▶ Task set
• 1. From the court judgment on the loss-of-support claim, return the passage that begins at the words "3. The issues" and ends after the words "respective claims for loss of support.". Copy it without changes.
• 2. According to the court judgment on the loss-of-support claim, why was the first plaintiff's personal claim to be calculated only up to age 60? Answer in one to three sentences.
• 3. Write the next part of the court judgment on the loss-of-support claim, starting after its final sentence.

▶ Passage shown
----

2. I was informed by counsel that the issue of liability had been disposed of and that the defendant had agreed to compensate the first plaintiff for 100% of his proven or agreed damages in his personal and representative capacities. The parties had also agreed that the defendant pay an amount of R 24 100.00 in respect of funeral expenses.
3. The issues before me were whether the plaintiff has a claim for loss of support in his personal capacity, and the contingencies to be applied to the respective claims for loss of support.
4. The first plaintiff relied on the evidence of Mr G Whittaker of Algorithm Consultants and Actuaries, and the parties agreed to use this actuarial report as the basis for computing the first plaintiffs claims for loss of support. The parties further agreed that:
4.1.The first plaintiffs claim in his personal capacity, should he be found to have a claim, be calculated on the basis that the first plaintiff received R 500.00 per month from the deceased and would have done so to age 60, (from when he will receive a State pension); and
4.2. That the minor child would have been dependant until the age of 21.
5. The first plaintiff testified that he lived with the deceased as lovers from 2000 until her death in December 2013. They were not married and had one child together. The first plaintiff testified that the deceased commenced working as a domestic worker in 2005. The first plaintiff had piece-jobs until 2013 when he worked at a construction site for six months. He was laid off during September 2013. While employed, he contributed to the house-hold expenses. When the first plaintiff was not earning, the deceased gave him R 500.00 per month, and at the time of her death, the first plaintiff was again receiving R 500.00 per month from the deceased. He was unable to state whether the deceased would have continued to support him had she not passed away in December 2013. This aforesaid evidence was not disputed by the defendant. Presently his brothers and sisters give him money when they can afford to do so. He is 59 years old and had not been able to find any work since. This evidence was disputed and it was contended that the first plaintiff is not indigent. That was the case for the plaintiff.
6. Before considering the contingencies proposed by the parties’ respective counsel, it is necessary to consider whether the first plaintiff has a claim in his personal capacity whatsoever. Curiously, neither counsel referred me to any authority in this regard.

----

▶ Data provided

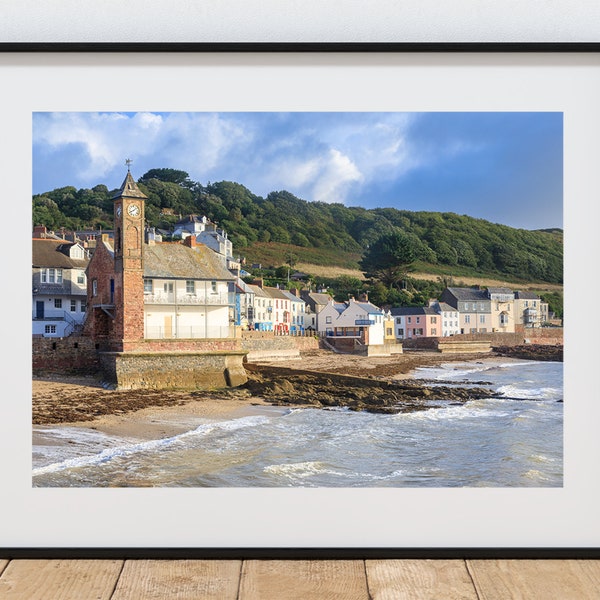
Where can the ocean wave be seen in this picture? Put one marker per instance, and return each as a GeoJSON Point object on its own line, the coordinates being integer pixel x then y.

----

▶ Final results
• 1.
3. The issues before me were whether the plaintiff has a claim for loss of support in his personal capacity, and the contingencies to be applied to the respective claims for loss of support.

• 2. The parties agreed that the claim would be calculated up to age 60 because he will receive a State pension from that age. Until then, the calculation assumes he would have kept receiving R 500.00 per month from the deceased.

• 3.
7. The underlying principle was stated thus in Paixao & Another v Road Accident Fund, 2012 (6) SA 377 (SCA) at paragraph 12: UA claim for
maintenance and loss of support suffered as a result of a breadwinner’s death is recognised at common law as a ‘dependants’ action. The object of the remedy is to place the dependants of the deceased in the same position, as regards maintenance, as they would have been had the deceased not been killed. ... However, only a dependant to whom the deceased, whilst alive, owed a legally enforceable duty to maintain and support may sue in such an action. Put differently, the dependant must have a right which is worthy of the law’s protection to claim such support." (My emphasis).
8. Having considered the development of the common law, the Supreme Court of Appeal extended the dependant’s common law action for loss of support to unmarried persons in heterosexual relationships, who have established a contractual reciprocal duty of support (my emphasis). The court further found that on the evidence before it, the appellants had tacitly established the existence of a legally enforceable duty of support. See also Engela v Road Accident Fund, 2016 (1) SA 214 (GJ); Verheem v Road Accident Fund, 2012 (2) SA409 (GNP).
9. As the first plaintiff and the deceased were not married to one another, the deceased did not owe any duty of support to the first plaintiff in terms of the common law. The question is accordingly whether the first plaintiff has established that he and the deceased had established a contractual duty of support and that he is accordingly entitled to rely on the principle established in Paixdo.
10. As I have already mentioned, the evidence led by the first plaintiff was not seriously disputed by the defendant’s counsel. This is hardly surprising. It is not easy, and may even be impossible, for a defendant such as this to place evidence before court to refute the plaintiffs assertion that the deceased had undertaken a duty of support towards him or her.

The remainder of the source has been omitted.